US20180239111A1

US20180239111A1 - Dual Focal Length Lens Design

Info

Publication number: US20180239111A1
Application number: US15/958,869
Authority: US
Inventors: Vadim Vlakhko
Original assignee: Dynaoptics Ltd
Current assignee: Dynaoptics Ltd
Priority date: 2015-10-20
Filing date: 2018-04-20
Publication date: 2018-08-23
Also published as: WO2017072579A1

Abstract

An optical zoom in a small form factor suitable for use in mobile devices such as cell phones, security cameras, and other small-scale imaging systems. The zoom design comprises a zoom submodule and a focusing sub-module. The zoom sub-module comprises a pair of lens frames, typically positioned on either side of a prism. Each of a pair of lens frames comprises a plurality of optically active areas. Each of the optically active areas on a first lens frame is complementary to a corresponding optically active area on a second lens frame, so that the complementary areas provide different optical powers. By moving the lens frames orthogonally to the optical axis, a complementary pair of optical areas is selected for alignment with the optical axis of the focusing sub-module, providing zoom of the image striking a sensor.

Description

RELATED APPLICATIONS

This application is a continuation-in-part of PCT Application PCT/162016/001615 having an international filing date of 20 Oct. 2016, which in turn is a conversion of U.S. patent application Ser. No. 62/244,172, filed 20 Oct. 2015. The present application claims the benefit of priority of each of the foregoing applications, all of which are incorporated herein for all purposes.

FIELD OF THE INVENTION

This invention relates to lens assemblies for use in combination with imaging sensors, and more particularly relates to lens assemblies and actuators for providing optical zoom in devices such as cameras integrated into cellular phones, security cameras, and other small form factor imaging devices, particularly those which benefit from a small Z dimension.

BACKGROUND OF THE INVENTION

The proliferation of small scale optical systems for use in, for example, a variety of miniature devices, such as cellphones, tablets, and surveillance cameras, places significant challenges on the design of lens modules due to the required small form factor yet still requiring good performance.
▬▬▬
Requirements
A. Rewrite the patent excerpt starting at "FIELD OF THE" and ending at "small Z dimension.", substituting "lens modules" for "lens assemblies".
B. According to the patent excerpt, who is listed as the inventor?
C. Translate this sentence from the patent excerpt into French: "The zoom design comprises a zoom submodule and a focusing sub-module."

Point annotation records:
▬▬▬
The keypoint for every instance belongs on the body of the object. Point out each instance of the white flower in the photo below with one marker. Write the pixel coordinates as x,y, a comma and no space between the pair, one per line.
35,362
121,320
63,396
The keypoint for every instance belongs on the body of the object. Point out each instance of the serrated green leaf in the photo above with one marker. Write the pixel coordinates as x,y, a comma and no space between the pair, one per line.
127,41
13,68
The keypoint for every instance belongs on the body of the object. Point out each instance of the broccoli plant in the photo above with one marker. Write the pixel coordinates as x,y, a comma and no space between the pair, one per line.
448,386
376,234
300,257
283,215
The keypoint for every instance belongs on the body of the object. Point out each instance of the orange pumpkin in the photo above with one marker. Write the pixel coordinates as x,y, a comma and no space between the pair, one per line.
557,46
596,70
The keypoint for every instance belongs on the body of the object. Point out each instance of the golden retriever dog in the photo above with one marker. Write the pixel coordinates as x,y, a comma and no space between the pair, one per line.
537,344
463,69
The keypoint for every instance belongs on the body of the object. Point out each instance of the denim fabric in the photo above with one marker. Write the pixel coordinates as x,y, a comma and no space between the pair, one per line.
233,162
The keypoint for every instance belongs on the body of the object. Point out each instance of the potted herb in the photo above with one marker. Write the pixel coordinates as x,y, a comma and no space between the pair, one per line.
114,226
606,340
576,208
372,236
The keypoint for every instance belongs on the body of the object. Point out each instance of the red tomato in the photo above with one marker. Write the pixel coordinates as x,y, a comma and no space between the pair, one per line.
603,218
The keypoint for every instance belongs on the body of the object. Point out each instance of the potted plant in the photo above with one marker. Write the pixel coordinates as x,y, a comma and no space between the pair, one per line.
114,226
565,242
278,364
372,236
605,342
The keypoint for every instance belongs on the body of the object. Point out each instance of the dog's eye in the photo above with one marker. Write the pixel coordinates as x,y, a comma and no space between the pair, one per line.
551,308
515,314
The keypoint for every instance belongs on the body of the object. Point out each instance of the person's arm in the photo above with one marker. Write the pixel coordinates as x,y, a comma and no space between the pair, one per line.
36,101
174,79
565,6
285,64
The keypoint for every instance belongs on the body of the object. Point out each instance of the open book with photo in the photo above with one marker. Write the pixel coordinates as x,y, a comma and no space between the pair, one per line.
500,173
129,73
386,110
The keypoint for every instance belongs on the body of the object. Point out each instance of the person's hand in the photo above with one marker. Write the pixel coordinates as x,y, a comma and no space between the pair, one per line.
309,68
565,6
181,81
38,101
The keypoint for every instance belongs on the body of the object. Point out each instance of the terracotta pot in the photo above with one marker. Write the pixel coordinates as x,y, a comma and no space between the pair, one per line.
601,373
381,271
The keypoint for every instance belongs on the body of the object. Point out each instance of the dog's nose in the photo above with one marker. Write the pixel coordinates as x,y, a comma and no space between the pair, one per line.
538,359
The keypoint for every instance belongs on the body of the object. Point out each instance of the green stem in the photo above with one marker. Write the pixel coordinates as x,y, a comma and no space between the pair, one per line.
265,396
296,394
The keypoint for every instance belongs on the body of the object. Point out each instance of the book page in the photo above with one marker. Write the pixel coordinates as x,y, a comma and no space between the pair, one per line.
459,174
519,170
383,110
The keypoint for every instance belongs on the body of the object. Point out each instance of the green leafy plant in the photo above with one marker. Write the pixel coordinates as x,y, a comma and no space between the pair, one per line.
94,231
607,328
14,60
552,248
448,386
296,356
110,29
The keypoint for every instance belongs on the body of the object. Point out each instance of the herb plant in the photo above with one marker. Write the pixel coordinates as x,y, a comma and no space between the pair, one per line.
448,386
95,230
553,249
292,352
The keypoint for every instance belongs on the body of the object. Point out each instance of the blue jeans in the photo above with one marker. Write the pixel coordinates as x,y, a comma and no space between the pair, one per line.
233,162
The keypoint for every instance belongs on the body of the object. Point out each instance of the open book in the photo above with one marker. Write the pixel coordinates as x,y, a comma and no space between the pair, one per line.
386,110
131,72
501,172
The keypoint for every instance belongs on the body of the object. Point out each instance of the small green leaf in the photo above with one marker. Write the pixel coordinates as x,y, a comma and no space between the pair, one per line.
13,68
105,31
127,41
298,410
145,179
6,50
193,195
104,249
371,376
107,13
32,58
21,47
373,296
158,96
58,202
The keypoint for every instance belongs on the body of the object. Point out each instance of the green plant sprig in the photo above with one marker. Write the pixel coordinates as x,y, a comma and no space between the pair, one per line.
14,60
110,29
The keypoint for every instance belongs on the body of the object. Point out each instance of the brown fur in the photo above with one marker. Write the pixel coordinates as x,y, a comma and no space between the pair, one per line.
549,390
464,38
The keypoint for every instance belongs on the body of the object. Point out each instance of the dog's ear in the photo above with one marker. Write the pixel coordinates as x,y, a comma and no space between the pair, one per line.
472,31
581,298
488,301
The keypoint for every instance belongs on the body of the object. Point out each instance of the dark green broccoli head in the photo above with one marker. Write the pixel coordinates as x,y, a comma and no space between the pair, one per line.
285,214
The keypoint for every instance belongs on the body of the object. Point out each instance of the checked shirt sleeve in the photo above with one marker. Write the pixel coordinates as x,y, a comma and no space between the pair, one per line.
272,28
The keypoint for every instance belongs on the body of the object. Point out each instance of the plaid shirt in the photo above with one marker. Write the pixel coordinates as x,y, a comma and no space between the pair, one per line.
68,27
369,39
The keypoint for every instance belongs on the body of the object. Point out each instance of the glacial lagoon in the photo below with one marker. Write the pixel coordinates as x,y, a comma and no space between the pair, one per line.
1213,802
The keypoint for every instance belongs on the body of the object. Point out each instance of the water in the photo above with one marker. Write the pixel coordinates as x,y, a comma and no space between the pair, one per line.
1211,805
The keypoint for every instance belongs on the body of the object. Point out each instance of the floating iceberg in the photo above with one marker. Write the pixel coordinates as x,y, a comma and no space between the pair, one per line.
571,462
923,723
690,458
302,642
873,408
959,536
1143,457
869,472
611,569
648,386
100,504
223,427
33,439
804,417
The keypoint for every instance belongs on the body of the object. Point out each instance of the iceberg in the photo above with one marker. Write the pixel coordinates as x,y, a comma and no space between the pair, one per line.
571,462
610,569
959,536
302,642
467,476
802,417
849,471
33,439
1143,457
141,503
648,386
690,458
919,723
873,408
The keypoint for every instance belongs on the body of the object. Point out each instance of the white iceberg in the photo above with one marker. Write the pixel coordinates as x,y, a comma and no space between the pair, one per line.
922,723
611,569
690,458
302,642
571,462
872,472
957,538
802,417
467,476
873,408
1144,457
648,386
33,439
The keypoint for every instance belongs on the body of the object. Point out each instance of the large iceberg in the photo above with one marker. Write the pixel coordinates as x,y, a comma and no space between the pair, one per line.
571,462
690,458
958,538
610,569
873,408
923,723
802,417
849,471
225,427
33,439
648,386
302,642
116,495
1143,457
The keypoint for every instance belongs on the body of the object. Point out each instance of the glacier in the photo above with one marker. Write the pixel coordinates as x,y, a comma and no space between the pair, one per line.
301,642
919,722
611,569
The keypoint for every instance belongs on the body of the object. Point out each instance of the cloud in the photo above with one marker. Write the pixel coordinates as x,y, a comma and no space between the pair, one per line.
▬▬▬
Answers below
A.
FIELD OF THE INVENTION

This invention relates to lens modules for use in combination with imaging sensors, and more particularly relates to lens modules and actuators for providing optical zoom in devices such as cameras integrated into cellular phones, security cameras, and other small form factor imaging devices, particularly those which benefit from a small Z dimension.

B. Vadim Vlakhko

C. La conception du zoom comprend un sous-module de zoom et un sous-module de mise au point.